Aufgabenstellung: Gib bitte den Abschnitt des Textauszugs von "Ein langer Artikel" bis einschließlich "kein Mensch bewegen." erneut wieder und ersetze darin "Visionen" durch "Ideen".

Textauszug:
• • • • •
Landtag,
19. Sitzung vom 10.07.2008, Wörtliches Protokoll - Seite 32 von 49
Wolfgang Petritsch: „Es ist langfristig nicht gut,
sich in der Geiselhaft einer Zeitung zu befinden."
Ein langer Artikel von Lacina: „SPÖ hat ihre
Glaubwürdigkeit verloren".
Visionen haben Sie ja sowieso keine - das habe ich
neulich schon ausgeführt -, bis auf die tausend, die völlig irreal sind, wie
zum Beispiel die Studiengebühren, die Sie im realen Leben nicht umsetzen
konnten, und so weiter. Wenn ich dann lese: „SPÖ zementiert sich ein" -
die ÖVP wollte noch den Schwenk, jetzt zementieren Sie sich ein -, ist das
gefährlich. Wenn man jetzt schon sieht, wie viele SPÖ-Mitglieder, wie viele
SPÖ-Granden diesen schnellen Schlenker nicht mitmachen können - wie viel
gefährlicher ist es, wenn man einzementiert ist, bis man das wieder
herunterbekommt! So schnell kann sich kein Mensch bewegen.
Deswegen: Glauben Sie mir, meine Damen und Herren,
wir kennen das aus leidvoller früherer Erfahrung! Das ist die vom Herrn
Kollegen Stürzenbecher betrachtete negative Abwärtsspirale, von der er glaubt,
sie in der Bevölkerung hinsichtlich der EU jetzt durchbrochen zu haben. Aber er
hat sie sicher nicht durchbrochen in der Bevölkerung hinsichtlich der SPÖ! Das
haben die letzten Ergebnisse gezeigt.
• • • • •
(Auszüge aus einer Sammlung von Datensätzen)
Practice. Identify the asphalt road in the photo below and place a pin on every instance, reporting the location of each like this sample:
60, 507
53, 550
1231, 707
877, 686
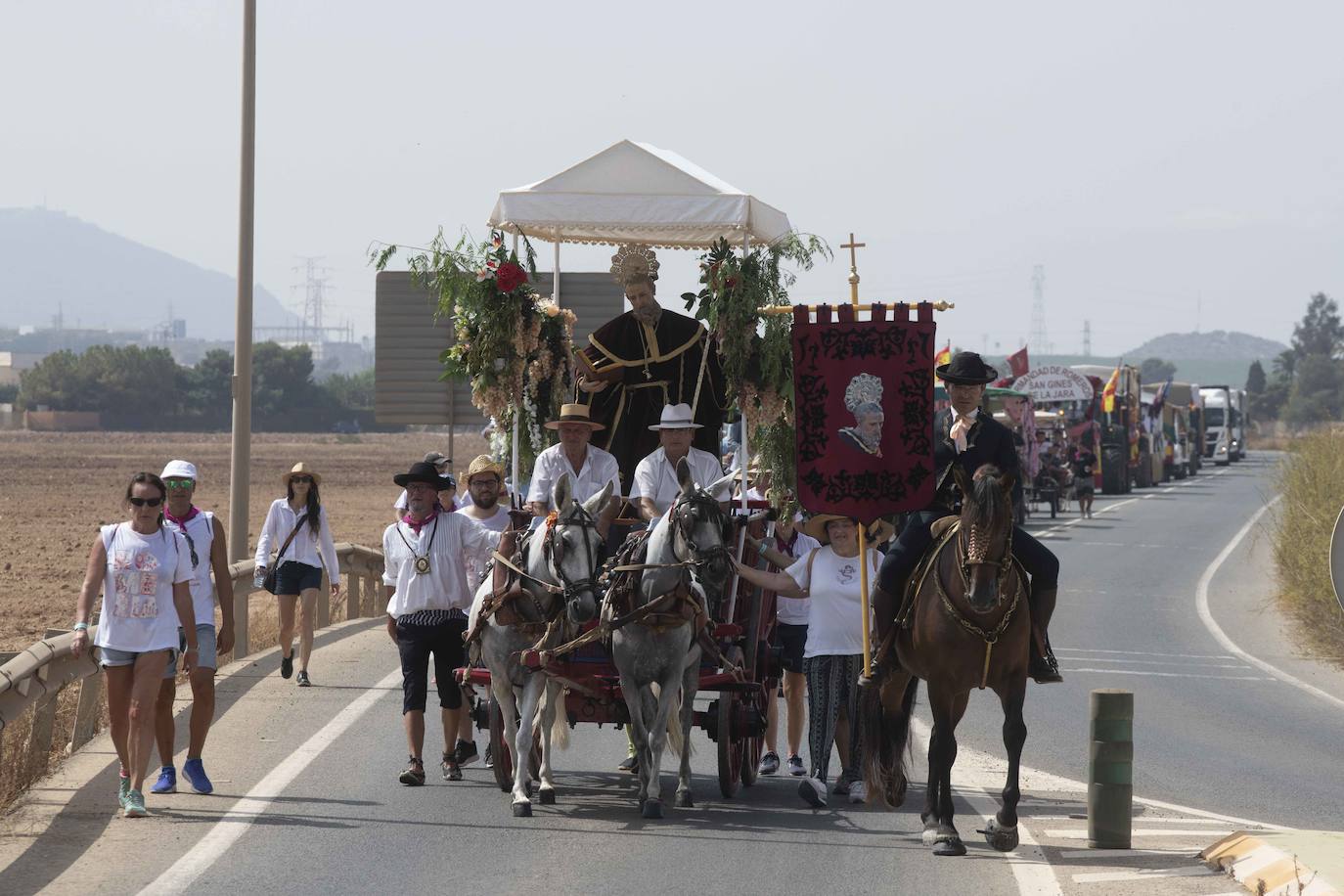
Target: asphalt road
323, 810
• • • • •
Die Lösung:
Ein langer Artikel von Lacina: „SPÖ hat ihre
Glaubwürdigkeit verloren".
Ideen haben Sie ja sowieso keine - das habe ich
neulich schon ausgeführt -, bis auf die tausend, die völlig irreal sind, wie
zum Beispiel die Studiengebühren, die Sie im realen Leben nicht umsetzen
konnten, und so weiter. Wenn ich dann lese: „SPÖ zementiert sich ein" -
die ÖVP wollte noch den Schwenk, jetzt zementieren Sie sich ein -, ist das
gefährlich. Wenn man jetzt schon sieht, wie viele SPÖ-Mitglieder, wie viele
SPÖ-Granden diesen schnellen Schlenker nicht mitmachen können - wie viel
gefährlicher ist es, wenn man einzementiert ist, bis man das wieder
herunterbekommt! So schnell kann sich kein Mensch bewegen.